Segment Start: Exercise materials

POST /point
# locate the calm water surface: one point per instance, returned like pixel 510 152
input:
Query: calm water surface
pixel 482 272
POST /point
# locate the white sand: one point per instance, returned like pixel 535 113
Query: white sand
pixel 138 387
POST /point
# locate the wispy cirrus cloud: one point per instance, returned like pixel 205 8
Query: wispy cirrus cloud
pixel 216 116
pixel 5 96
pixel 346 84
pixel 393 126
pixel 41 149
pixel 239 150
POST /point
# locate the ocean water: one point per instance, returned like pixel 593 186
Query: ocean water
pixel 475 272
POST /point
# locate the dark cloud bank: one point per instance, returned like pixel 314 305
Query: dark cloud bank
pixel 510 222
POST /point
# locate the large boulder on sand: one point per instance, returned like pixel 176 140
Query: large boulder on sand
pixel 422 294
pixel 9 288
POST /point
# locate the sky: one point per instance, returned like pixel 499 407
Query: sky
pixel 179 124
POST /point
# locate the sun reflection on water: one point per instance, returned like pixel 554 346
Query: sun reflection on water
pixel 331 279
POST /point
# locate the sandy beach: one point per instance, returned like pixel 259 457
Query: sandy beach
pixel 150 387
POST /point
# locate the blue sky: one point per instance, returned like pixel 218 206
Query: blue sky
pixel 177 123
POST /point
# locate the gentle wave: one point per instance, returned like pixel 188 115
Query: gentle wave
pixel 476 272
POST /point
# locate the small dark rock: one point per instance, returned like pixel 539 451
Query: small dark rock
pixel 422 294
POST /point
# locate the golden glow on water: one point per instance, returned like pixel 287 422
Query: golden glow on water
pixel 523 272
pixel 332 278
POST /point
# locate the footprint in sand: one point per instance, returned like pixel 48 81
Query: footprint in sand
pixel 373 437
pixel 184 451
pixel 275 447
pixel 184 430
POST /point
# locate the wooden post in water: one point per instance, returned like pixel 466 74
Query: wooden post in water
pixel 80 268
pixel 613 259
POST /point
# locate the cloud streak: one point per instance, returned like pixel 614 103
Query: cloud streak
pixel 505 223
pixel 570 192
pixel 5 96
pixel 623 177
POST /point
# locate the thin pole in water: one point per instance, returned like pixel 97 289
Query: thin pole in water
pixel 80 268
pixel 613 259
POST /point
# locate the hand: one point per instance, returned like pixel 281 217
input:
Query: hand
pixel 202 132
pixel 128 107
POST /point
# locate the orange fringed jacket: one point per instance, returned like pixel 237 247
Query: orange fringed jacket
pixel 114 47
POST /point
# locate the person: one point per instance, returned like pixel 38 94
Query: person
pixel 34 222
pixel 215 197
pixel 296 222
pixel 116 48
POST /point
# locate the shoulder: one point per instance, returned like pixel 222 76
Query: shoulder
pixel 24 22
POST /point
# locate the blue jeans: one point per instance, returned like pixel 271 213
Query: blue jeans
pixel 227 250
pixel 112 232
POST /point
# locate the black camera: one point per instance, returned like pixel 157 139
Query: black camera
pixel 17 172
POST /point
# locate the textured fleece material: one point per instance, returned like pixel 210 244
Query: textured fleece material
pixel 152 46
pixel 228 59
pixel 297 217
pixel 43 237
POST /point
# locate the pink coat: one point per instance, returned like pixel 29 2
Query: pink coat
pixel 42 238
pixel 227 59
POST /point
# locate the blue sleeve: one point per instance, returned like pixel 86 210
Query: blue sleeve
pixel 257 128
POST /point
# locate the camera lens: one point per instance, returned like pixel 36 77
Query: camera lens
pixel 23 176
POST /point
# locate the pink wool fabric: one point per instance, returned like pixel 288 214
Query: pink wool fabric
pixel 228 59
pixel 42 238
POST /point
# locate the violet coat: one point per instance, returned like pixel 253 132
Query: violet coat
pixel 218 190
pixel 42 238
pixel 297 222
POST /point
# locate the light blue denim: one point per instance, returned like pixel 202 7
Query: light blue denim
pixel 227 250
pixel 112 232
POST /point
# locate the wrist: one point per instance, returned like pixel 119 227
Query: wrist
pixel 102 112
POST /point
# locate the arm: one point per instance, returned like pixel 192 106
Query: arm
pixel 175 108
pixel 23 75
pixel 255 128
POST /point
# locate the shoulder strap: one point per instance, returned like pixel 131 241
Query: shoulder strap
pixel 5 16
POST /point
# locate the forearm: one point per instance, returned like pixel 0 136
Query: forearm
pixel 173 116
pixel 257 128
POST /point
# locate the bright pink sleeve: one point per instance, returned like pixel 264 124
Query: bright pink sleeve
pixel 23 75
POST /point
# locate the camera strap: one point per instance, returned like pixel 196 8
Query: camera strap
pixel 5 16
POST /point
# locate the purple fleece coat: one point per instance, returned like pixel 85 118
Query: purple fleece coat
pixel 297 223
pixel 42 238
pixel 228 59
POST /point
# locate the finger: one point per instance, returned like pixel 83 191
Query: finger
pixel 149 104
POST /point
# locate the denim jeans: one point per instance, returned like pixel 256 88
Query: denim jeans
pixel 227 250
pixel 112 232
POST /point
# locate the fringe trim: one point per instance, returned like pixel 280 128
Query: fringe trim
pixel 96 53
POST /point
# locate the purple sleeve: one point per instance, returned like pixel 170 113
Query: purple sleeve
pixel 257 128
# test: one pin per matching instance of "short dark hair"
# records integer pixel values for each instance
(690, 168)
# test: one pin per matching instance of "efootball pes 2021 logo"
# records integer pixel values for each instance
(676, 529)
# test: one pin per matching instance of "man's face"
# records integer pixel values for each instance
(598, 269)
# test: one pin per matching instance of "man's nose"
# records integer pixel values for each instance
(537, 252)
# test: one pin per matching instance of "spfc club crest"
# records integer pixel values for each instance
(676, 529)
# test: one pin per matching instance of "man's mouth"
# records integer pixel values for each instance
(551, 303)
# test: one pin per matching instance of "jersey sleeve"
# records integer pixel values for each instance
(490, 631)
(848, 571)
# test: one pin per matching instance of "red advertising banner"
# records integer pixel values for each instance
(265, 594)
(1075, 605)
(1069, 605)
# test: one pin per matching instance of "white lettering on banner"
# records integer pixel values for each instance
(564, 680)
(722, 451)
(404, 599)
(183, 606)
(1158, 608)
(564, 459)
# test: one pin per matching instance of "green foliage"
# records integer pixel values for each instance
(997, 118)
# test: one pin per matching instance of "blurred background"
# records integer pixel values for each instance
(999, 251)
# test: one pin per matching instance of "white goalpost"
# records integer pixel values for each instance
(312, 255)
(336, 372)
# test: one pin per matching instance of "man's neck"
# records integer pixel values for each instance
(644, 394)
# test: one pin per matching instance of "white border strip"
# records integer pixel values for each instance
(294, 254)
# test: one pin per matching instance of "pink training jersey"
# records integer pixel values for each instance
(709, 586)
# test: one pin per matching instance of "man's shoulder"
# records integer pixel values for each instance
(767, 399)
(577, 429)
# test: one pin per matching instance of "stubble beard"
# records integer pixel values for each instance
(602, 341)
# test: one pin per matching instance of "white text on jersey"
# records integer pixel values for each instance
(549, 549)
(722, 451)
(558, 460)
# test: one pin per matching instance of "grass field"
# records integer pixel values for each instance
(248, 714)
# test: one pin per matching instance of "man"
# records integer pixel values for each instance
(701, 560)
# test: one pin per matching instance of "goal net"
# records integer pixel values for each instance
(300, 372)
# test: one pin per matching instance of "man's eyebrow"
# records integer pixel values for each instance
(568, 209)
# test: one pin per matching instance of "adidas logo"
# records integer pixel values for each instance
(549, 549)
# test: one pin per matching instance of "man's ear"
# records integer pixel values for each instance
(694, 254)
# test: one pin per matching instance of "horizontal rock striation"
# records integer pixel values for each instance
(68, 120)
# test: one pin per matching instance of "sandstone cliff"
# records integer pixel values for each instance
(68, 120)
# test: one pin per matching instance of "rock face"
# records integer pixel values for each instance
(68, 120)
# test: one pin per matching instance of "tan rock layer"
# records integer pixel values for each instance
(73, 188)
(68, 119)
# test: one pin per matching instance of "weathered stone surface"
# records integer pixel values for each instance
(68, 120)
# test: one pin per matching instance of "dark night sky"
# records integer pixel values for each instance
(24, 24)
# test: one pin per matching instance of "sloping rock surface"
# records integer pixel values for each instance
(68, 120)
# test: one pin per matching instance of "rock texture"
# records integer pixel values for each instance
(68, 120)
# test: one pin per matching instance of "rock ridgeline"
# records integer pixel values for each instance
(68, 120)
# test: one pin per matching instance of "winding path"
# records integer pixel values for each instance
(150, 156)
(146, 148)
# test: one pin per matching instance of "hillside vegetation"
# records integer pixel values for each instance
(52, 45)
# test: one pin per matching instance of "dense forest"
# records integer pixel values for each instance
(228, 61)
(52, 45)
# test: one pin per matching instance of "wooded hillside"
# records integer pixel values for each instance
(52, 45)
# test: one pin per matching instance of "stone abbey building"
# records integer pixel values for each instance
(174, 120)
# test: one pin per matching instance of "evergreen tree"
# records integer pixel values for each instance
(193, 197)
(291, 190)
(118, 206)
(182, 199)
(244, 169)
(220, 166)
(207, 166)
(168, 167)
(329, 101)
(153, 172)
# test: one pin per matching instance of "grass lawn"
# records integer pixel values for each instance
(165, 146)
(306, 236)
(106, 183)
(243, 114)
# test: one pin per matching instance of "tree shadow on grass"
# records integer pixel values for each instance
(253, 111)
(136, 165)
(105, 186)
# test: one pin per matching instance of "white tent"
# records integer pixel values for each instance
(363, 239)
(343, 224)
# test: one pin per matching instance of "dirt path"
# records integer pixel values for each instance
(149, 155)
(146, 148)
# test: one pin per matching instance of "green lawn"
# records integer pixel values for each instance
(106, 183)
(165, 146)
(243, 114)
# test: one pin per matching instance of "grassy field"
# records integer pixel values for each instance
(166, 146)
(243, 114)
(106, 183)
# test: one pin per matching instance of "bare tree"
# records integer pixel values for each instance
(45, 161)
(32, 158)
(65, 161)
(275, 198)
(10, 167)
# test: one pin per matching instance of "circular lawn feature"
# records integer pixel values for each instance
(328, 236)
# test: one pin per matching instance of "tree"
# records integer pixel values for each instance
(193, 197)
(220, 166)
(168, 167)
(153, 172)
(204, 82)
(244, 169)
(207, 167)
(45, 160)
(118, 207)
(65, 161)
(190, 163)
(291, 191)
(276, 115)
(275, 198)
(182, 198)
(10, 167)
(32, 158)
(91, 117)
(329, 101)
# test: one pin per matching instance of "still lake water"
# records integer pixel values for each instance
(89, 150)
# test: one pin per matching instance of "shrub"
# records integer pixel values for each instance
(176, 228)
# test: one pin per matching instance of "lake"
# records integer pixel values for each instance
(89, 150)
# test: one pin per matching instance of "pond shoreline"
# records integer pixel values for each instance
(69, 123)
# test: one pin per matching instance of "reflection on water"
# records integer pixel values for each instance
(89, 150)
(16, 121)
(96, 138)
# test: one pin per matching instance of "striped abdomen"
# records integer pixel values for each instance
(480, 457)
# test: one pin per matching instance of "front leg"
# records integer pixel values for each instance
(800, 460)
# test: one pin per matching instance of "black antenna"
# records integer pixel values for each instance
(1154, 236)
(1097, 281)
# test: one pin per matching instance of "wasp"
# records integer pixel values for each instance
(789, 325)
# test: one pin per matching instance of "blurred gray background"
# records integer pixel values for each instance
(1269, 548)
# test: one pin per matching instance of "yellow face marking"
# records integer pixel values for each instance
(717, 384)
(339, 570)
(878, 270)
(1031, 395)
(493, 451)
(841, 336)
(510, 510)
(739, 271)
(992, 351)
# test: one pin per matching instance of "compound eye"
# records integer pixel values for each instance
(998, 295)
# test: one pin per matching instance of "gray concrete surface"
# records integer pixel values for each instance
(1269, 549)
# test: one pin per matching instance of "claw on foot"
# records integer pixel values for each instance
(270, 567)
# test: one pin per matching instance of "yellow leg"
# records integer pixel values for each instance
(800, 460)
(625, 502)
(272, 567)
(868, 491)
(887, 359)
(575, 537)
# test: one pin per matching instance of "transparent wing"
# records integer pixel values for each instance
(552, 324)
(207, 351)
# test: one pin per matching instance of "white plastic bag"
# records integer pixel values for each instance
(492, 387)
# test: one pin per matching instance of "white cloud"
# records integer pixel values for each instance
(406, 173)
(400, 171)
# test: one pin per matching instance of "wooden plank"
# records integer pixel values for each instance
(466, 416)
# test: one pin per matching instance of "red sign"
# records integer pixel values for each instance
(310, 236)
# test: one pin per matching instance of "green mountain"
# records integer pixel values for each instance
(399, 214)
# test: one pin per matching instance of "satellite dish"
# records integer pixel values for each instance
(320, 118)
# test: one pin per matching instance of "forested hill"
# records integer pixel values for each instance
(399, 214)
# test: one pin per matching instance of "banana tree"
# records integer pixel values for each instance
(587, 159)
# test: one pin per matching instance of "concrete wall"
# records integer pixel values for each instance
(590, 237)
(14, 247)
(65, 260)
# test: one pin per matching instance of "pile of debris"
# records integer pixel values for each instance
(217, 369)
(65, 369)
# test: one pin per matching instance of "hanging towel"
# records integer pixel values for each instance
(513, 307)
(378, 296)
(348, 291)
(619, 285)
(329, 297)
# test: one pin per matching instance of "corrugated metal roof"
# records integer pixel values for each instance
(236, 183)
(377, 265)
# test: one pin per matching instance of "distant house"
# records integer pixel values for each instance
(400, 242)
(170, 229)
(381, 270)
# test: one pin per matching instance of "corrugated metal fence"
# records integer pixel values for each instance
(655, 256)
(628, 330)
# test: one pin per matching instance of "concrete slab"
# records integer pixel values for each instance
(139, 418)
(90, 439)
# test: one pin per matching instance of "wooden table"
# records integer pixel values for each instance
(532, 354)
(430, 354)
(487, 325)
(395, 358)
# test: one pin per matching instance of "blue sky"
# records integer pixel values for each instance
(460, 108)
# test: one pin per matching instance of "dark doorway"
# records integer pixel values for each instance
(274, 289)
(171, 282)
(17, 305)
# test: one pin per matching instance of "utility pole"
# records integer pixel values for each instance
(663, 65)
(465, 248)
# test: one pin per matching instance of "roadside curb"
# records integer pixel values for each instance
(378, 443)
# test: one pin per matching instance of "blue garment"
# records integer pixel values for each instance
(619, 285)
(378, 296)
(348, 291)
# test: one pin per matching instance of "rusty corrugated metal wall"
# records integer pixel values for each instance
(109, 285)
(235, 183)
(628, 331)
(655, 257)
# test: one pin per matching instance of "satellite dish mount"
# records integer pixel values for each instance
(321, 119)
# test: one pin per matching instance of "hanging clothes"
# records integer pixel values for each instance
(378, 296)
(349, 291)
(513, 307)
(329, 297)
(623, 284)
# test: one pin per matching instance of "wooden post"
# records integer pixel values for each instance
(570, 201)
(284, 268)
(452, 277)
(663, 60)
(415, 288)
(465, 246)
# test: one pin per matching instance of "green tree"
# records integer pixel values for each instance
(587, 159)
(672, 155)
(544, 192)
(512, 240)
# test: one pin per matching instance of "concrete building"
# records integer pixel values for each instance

Segment End: Exercise materials

Using the listing, collect all lines in which the string "logo" is found.

(Response to the task)
# test: one pin per matching instance of "efootball pes 2021 logo"
# test: one pin per matching instance of "adidas logo"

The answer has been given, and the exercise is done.